Instruction: Retype the tail of the data exactly, starting at the line containing "Could you please point out the blurred" and stopping at the last line.

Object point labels
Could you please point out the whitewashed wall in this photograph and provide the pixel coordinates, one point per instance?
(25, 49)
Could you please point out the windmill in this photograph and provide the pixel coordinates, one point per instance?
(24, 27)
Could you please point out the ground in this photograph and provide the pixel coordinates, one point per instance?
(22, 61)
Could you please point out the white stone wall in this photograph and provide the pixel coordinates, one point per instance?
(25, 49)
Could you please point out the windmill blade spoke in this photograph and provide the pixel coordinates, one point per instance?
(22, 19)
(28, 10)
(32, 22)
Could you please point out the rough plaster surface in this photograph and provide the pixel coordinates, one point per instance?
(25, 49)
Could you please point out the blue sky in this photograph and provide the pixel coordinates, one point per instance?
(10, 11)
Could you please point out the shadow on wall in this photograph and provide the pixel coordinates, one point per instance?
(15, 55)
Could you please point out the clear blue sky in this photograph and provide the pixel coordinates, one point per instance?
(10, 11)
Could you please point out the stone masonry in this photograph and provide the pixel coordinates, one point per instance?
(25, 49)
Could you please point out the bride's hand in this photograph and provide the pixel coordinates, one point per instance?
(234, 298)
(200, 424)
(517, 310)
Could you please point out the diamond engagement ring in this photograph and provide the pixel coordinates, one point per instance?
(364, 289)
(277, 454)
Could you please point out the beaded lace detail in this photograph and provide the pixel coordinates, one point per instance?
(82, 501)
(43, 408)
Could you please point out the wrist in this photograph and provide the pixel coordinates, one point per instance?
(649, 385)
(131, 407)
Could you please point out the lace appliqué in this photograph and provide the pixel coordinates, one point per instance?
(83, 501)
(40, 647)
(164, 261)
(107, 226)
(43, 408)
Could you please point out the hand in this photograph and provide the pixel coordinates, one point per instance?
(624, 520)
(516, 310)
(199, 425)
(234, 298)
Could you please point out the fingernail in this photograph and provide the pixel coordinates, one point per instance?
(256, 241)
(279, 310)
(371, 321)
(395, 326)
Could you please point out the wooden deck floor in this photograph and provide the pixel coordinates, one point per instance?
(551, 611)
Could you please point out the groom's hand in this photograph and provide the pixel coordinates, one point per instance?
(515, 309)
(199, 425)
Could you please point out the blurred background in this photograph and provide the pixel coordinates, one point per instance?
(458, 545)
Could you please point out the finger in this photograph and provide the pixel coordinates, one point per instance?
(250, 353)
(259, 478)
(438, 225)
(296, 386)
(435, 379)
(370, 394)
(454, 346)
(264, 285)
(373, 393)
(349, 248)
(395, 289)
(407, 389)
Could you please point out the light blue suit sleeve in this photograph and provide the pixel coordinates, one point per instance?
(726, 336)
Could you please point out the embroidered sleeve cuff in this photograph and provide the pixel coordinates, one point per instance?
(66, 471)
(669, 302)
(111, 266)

Result of this exercise:
Could you please point out the blurred background in this photograph and provide the pixel coordinates, one point per instance?
(458, 545)
Could you please point out the finger in this photograph and provide the pixel coordinates, one point per instance?
(250, 353)
(259, 478)
(438, 225)
(296, 386)
(435, 379)
(370, 394)
(454, 346)
(264, 285)
(373, 393)
(349, 248)
(395, 289)
(407, 389)
Could you please point out the light blue suit sleeve in this photograph and provide the pixel coordinates, one point per instance?
(726, 336)
Could you please point out the embroidered sleeve cuff in this photograph and provide the pixel coordinates, one point per instance?
(66, 471)
(669, 302)
(111, 266)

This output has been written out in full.